TASK TO CARRY OUT:
Beginning with the line that holds "handle in the photo above.", set down each line of the data below through the very last, exactly as given, and nothing beyond that.

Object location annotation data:
•••••

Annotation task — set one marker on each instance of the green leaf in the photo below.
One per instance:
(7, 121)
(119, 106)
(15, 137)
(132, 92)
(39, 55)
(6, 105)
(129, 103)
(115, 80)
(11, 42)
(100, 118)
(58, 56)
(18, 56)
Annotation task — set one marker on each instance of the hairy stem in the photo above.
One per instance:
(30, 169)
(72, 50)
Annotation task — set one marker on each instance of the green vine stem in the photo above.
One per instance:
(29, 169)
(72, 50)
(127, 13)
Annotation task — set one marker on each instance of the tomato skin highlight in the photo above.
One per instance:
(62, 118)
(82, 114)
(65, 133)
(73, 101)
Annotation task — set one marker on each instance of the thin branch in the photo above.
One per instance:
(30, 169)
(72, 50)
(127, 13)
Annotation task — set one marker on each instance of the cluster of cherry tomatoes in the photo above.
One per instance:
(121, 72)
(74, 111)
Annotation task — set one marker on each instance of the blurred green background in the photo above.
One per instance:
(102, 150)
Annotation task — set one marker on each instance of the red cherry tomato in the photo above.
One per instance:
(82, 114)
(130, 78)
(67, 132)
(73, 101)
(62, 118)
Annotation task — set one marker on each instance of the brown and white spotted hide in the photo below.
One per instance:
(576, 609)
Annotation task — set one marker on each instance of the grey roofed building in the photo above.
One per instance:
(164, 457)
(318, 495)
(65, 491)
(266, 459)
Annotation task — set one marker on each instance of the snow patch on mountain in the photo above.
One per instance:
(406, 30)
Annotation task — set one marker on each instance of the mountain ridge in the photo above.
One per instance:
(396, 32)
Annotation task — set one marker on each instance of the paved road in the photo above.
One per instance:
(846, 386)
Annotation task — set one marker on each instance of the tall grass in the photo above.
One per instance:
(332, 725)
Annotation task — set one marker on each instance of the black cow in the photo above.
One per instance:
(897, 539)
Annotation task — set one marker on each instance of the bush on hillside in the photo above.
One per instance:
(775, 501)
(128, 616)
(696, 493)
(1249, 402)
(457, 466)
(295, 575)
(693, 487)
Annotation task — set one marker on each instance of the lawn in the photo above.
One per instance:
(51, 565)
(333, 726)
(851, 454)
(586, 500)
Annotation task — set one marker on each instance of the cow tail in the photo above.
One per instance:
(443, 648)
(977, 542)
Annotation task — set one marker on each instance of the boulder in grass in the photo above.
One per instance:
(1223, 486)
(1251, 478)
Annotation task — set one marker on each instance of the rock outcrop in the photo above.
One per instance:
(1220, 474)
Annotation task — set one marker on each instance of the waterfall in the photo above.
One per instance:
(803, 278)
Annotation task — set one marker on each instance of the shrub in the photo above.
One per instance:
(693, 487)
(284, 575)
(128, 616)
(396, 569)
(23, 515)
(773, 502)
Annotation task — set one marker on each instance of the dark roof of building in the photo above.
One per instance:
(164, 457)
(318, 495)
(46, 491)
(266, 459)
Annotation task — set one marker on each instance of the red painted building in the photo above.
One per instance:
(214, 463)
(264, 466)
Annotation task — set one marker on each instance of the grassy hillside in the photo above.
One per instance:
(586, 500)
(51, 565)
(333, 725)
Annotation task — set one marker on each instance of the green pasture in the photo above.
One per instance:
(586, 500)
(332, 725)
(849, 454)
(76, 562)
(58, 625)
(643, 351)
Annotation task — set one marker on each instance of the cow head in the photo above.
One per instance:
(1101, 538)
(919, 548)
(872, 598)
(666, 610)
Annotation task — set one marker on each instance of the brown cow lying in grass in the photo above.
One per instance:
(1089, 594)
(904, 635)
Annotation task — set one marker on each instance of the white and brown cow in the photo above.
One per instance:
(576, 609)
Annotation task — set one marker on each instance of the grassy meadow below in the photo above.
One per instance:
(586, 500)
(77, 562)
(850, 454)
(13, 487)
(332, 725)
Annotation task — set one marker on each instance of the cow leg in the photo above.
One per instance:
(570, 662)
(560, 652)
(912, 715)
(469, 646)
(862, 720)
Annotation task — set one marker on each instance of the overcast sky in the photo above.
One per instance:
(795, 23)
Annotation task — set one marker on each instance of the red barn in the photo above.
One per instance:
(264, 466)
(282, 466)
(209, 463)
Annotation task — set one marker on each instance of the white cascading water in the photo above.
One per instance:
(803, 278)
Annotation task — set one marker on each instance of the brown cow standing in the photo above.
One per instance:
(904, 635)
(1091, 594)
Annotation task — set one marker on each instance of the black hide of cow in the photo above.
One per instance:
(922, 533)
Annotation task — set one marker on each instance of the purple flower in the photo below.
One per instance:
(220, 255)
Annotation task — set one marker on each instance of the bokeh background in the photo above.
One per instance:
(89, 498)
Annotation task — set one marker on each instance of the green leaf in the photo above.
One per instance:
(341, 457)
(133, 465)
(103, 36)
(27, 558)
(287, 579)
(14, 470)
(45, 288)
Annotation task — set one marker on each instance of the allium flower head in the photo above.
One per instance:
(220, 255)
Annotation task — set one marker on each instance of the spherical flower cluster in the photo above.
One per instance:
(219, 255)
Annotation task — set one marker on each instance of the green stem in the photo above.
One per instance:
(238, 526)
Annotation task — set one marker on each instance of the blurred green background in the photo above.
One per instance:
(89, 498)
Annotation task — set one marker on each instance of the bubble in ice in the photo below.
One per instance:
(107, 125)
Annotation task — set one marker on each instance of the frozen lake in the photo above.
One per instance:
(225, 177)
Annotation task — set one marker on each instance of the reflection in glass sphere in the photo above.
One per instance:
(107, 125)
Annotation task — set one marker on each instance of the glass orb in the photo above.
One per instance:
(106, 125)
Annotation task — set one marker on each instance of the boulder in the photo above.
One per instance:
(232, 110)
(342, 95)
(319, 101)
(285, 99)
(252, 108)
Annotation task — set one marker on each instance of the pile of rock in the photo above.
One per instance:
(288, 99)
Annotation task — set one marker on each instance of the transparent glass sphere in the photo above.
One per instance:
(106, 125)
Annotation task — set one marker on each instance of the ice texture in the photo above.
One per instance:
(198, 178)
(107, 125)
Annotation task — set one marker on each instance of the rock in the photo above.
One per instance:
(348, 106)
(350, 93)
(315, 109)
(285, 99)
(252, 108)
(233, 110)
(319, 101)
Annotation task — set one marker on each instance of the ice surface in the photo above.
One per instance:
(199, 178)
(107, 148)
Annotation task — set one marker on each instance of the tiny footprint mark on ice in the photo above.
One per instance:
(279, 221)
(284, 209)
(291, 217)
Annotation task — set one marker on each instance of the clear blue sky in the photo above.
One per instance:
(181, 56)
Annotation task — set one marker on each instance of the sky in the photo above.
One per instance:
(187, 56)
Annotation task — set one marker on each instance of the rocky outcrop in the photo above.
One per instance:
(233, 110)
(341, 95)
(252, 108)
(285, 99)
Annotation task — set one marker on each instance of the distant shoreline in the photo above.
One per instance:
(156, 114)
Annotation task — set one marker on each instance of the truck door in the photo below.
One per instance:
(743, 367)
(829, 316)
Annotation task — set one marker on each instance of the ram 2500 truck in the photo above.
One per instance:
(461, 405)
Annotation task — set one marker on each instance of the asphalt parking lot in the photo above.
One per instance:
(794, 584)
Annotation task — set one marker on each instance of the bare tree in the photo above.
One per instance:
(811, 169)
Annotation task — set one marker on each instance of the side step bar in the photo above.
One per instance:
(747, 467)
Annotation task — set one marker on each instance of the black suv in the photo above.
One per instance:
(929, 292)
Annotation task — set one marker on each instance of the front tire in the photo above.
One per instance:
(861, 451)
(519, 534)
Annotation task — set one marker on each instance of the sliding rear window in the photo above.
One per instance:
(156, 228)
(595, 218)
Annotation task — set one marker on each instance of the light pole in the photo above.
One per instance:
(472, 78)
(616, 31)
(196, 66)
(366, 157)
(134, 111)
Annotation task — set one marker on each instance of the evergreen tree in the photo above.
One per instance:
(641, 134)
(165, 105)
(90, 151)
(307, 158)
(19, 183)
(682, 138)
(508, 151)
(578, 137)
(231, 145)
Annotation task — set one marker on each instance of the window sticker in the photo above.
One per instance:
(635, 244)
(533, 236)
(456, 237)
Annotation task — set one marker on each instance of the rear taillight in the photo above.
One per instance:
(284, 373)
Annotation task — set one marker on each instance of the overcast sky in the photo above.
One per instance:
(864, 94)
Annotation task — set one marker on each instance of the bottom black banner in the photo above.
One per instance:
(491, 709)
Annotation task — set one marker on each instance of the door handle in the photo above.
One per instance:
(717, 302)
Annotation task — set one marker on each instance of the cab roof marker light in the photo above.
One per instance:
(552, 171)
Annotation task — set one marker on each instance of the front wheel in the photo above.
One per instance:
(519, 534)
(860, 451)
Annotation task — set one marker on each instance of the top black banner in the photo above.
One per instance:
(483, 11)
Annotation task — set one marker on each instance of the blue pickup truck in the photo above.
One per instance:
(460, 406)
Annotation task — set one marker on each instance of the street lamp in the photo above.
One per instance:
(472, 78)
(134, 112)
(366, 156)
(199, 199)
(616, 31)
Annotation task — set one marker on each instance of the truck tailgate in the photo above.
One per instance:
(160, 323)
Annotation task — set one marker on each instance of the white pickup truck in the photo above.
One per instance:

•••••

ANSWER:
Annotation task — set one marker on each instance of the door handle in the photo above.
One per instance:
(717, 302)
Annotation task — set one marker on each instance of the cab roof marker light in the photo above.
One per instance:
(552, 171)
Annotation task — set one marker on each instance of the front wheel in the photo above.
One per instance:
(519, 534)
(860, 451)
Annotation task — set one marker on each instance of the top black banner in the photo above.
One per instance:
(483, 11)
Annotation task — set one marker on each instance of the blue pickup truck in the photo above.
One per instance:
(460, 406)
Annotation task — set one marker on each instance of the street lamp in the photo above.
One per instance:
(472, 78)
(134, 112)
(366, 156)
(199, 199)
(616, 31)
Annotation task — set one marker on each instance of the truck tailgate in the photo above.
One per instance:
(160, 323)
Annotation task — set one marker on each instance of the white pickup truck in the photo above.
One per instance:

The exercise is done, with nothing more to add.